Collected data
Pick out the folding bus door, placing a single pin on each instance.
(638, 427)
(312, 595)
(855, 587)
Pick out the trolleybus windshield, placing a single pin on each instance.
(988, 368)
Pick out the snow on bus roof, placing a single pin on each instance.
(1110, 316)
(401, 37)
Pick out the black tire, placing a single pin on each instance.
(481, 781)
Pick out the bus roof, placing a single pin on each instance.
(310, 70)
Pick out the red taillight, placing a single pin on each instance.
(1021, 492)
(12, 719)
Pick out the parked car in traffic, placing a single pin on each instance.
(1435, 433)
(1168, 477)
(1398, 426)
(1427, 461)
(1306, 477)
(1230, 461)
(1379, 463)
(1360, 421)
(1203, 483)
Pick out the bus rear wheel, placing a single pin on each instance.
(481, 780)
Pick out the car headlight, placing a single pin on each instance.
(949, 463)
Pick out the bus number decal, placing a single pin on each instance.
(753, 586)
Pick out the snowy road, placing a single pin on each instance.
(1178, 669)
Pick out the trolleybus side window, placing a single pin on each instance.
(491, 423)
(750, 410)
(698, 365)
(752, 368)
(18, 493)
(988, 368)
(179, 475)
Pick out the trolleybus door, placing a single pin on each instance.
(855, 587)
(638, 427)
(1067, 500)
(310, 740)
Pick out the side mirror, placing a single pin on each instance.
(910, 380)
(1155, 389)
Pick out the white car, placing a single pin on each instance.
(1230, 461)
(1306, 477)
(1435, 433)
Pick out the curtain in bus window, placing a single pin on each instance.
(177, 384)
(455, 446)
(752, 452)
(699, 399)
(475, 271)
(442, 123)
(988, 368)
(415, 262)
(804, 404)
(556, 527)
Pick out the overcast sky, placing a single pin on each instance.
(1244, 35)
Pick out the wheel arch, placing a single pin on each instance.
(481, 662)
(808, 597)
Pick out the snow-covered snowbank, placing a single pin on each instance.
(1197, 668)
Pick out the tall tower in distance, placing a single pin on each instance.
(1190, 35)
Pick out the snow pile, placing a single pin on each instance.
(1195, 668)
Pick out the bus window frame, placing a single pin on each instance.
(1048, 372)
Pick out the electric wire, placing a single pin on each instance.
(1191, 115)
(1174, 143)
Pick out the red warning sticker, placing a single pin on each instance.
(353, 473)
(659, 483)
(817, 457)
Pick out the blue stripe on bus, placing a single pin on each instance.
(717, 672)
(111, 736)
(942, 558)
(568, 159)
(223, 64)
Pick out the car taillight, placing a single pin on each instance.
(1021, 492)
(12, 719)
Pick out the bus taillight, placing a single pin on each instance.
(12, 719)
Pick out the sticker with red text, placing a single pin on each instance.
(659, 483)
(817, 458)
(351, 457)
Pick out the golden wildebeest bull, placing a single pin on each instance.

EXERCISE BRIEF ▸ All of the records above are to be repeated exactly.

WRITTEN ANSWER ▸
Pick out the folding bus door, placing a single pin on each instance.
(638, 427)
(312, 595)
(855, 587)
Pick out the trolleybus windshield, placing a single pin on each instance.
(988, 368)
Pick out the snow on bus roof, placing a single pin on each instance.
(1110, 316)
(401, 37)
Pick out the black tire, placing a single pin on each instance.
(481, 781)
Pick out the bus roof, placing a single pin on each instance.
(310, 70)
Pick out the red taillight, placing a single pin on each instance.
(1021, 492)
(12, 719)
Pick out the parked car in traffic, placing a single pin on each instance.
(1435, 433)
(1168, 477)
(1398, 426)
(1427, 461)
(1306, 477)
(1230, 461)
(1379, 463)
(1360, 421)
(1203, 483)
Pick out the bus rear wheel, placing a single pin on each instance.
(481, 780)
Pick out the car headlight, placing a single pin on each instance.
(949, 463)
Pick out the bus number decal, placing a single pin on each instance.
(753, 586)
Pick out the snowy road, placing a single pin on each instance.
(1178, 669)
Pick out the trolleybus side window, placing a single pin on each instance.
(491, 423)
(750, 410)
(698, 365)
(752, 368)
(18, 493)
(988, 368)
(179, 475)
Pick out the trolleybus door, placing a single pin on each instance.
(855, 587)
(638, 427)
(1067, 500)
(310, 740)
Pick out the side mirror, placing a single pin on each instance.
(910, 380)
(1155, 389)
Pick out the white car, placing a single pin on each instance.
(1230, 461)
(1306, 477)
(1435, 433)
Pick out the curtain in bus window, placing a single pin on each instance.
(177, 384)
(455, 446)
(752, 452)
(699, 399)
(475, 271)
(442, 123)
(988, 368)
(415, 262)
(804, 404)
(556, 527)
Pick out the overcast sky, placing a single pin on each instance.
(1244, 35)
Pick out the wheel arch, placing a single pin on each instance.
(481, 662)
(808, 597)
Pick out the snow-covered snowbank, placing a single pin on each instance.
(1197, 668)
Pick out the tall tower in distance, placing a single pin on each instance.
(1190, 35)
Pick out the snow pile, placing a single pin on each instance.
(1195, 668)
Pick out the bus window frame, placing a single pin on each instance.
(1048, 372)
Pick out the electric wire, placing a single pin on each instance.
(1191, 115)
(1174, 143)
Pick out the red warning sticker, placing a single pin on each instance.
(353, 473)
(659, 483)
(817, 457)
Pick out the blue stripe on bus, placing a single pin on each instance.
(717, 672)
(111, 736)
(942, 558)
(568, 159)
(223, 64)
Pick out the car taillight, placing a single pin on each instance.
(1021, 492)
(12, 719)
Pick out the bus taillight, placing a single pin on each instance.
(12, 719)
Pick out the sticker with red text, placing a single pin on each instance.
(659, 483)
(817, 458)
(351, 457)
Pick out the golden wildebeest bull, placing a single pin on each instance.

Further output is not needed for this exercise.